-------- EXCERPT PROVIDED
But not everybody is a fan of outsider art. “It all looks like it was made by a single artist,” a British dealer says upon leaving The Encyclopedic Palace, referring to the fact that a lot of art of this nature shares the same folksy aesthetic. A respected British collector complains that promoting outsider art as the centrepiece of the Biennale is a “curatorial cop-out”, because it ignores more important artistic talents that would come to be seen as the defining voices of their generation.
Brave new world
For me, though, exhibiting outsider art at the Biennale is a brave thing to do. While most successful mainstream contemporary artists get picked up by powerhouse dealers, outsider artists are often detached from the infrastructure of the commercial art market. As a result, their work offers a backlash against the rampant commercialism that many people, such as the conceptual artist Jeremy Deller, believe is infecting contemporary art.
Inside his exhibition at this year’s British Pavilion, Deller includes a fantastical mural of the Victorian designer and social reformer William Morris. He emerges as a bearded colossus from the Venetian Lagoon in order to destroy Luna, a 377-foot yacht owned by the Russian oligarch Roman Abramovich that blocked the view from the Giardini at the last Biennale in 2011.
----------------
-------- SOURCE INFORMATION
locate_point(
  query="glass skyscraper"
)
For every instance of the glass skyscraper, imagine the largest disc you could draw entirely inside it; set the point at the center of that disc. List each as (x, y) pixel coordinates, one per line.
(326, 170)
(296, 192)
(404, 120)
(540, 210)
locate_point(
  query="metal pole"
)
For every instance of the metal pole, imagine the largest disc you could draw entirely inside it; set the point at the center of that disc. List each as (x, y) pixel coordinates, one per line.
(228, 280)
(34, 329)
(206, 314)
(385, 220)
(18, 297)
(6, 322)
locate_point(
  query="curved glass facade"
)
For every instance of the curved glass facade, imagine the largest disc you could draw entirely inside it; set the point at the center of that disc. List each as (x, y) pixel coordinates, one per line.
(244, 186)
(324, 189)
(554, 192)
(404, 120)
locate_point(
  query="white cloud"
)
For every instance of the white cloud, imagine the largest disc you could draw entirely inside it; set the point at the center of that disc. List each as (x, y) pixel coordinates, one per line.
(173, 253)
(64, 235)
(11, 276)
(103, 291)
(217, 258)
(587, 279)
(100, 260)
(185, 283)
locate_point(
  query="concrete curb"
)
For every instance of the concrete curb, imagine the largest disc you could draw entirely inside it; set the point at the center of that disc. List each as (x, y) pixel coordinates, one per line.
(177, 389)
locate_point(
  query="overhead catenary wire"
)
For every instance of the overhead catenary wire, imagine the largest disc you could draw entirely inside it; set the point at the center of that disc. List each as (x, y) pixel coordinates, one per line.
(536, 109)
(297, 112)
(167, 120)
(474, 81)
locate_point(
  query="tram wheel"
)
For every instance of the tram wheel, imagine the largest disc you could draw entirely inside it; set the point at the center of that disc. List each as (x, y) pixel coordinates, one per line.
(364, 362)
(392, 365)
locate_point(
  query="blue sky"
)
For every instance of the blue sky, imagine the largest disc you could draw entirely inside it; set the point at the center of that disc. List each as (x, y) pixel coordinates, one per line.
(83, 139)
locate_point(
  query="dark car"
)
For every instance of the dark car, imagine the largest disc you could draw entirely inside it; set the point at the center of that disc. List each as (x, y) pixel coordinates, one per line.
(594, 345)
----------------
| TASKS TO PERFORM |
1. Reproduce the passage on outsider art at the Biennale word for word, starting with "But not everybody" and going on through "of their generation.".
2. Write the next part of the article on outsider art at the Venice Biennale, picking up after its final sentence.

| SOLVED TASKS |
1.
But not everybody is a fan of outsider art. “It all looks like it was made by a single artist,” a British dealer says upon leaving The Encyclopedic Palace, referring to the fact that a lot of art of this nature shares the same folksy aesthetic. A respected British collector complains that promoting outsider art as the centrepiece of the Biennale is a “curatorial cop-out”, because it ignores more important artistic talents that would come to be seen as the defining voices of their generation.

2.
“A backlash against ever-increasing commercialisation is part of the story of the success of ‘outsider art’,” says Rugoff. “But it is also to do with a sense that contemporary art has become too ingrown. The imaginative range and conceptual ingenuity of work by mavericks, ‘outsiders’ and visionaries can make this conventional art world seem constrained and restricted by comparison.”
“For a decade or more, the art world has had a tendency to promote a lot of young artists right out of art school with perhaps too clever, sometimes quite slight ways of working,” explains the British artist Jeff McMillan, who is organising an exhibition of British folk art at Tate Britain next year. “The recognition of these ‘other’ artists of wild, unpredictable and sometimes brilliant ways of working is a correction of sorts – a reminder of what else art can be.” Wild and unpredictable – what more could you ask for from a work of art?